## Teks Bacaan
• • •

Ete Ai Kadewa tidak hanya menjadi ritual pengambilan air biasa, tetapi juga merupakan cerminan nilai-nilai luhur kepemimpinan dan spiritualitas dalam budaya Sumbawa.
Tradisi ini menjadi pengingat bagi Datu Rajamuda untuk senantiasa memimpin dengan bijaksana, adil, dan penuh rasa tanggung jawab kepada rakyatnya.
Baca juga: Istana Dalam Loka, Saksi Kejayaan Kesultanan Sumbawa
Sebelumnya, prosesi adat sudah dilakukan sejak pukul 06.00 Wita saat terdengar bunyi dentang lonceng dari Bale Jam, pintu gerbang Istana Sultan Muhammad Kaharuddin III.
Bunyi lonceng ini kemudian dilanjutkan oleh Juru Ara yang bertugas untuk melakukan “Bakao” yakni menyampaikan pesan atau informasi kepada masyarakat terkait dimulainya Pengangkatan Datu Rajamuda Kesultanan Sumbawa.

• • •

## Data Hasil Ekstraksi
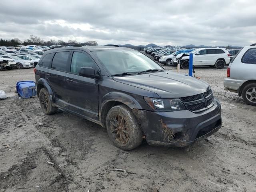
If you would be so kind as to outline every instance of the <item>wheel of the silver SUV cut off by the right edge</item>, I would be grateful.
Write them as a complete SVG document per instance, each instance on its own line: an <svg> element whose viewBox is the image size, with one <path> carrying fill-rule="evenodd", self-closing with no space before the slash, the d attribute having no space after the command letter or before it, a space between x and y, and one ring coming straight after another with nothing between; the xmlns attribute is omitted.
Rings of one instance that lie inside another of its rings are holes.
<svg viewBox="0 0 256 192"><path fill-rule="evenodd" d="M250 83L243 88L242 98L247 104L256 106L256 83Z"/></svg>

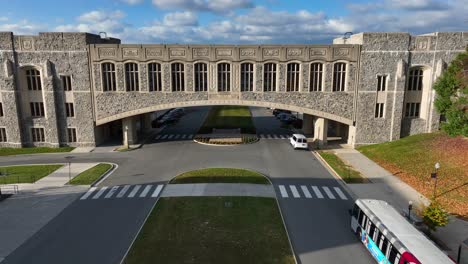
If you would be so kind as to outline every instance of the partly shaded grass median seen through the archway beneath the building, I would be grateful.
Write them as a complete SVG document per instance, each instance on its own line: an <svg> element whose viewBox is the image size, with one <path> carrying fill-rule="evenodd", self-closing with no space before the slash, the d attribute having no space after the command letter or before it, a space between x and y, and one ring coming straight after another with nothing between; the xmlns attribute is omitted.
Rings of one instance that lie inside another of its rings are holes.
<svg viewBox="0 0 468 264"><path fill-rule="evenodd" d="M213 128L240 128L242 133L256 133L250 109L247 106L213 106L198 133L208 134L212 132Z"/></svg>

• • •

## Tugas 1
Ringkas paragraf teks bacaan yang diawali "Sebelumnya, prosesi adat" menjadi satu kalimat yang lebih pendek tanpa menghilangkan fakta utamanya.
## Tugas 2
Tuliskan kembali bagian teks bacaan di antara "Ete Ai Kadewa" dan "jawab kepada rakyatnya.", termasuk kedua bagian tersebut.
Data tersebut sama sekali tidak digunakan di sini.

## Jawaban 1
Prosesi adat dimulai pukul 06.00 Wita, ditandai dentang lonceng dari Bale Jam, gerbang Istana Sultan Muhammad Kaharuddin III.

## Jawaban 2
Ete Ai Kadewa tidak hanya menjadi ritual pengambilan air biasa, tetapi juga merupakan cerminan nilai-nilai luhur kepemimpinan dan spiritualitas dalam budaya Sumbawa.
Tradisi ini menjadi pengingat bagi Datu Rajamuda untuk senantiasa memimpin dengan bijaksana, adil, dan penuh rasa tanggung jawab kepada rakyatnya.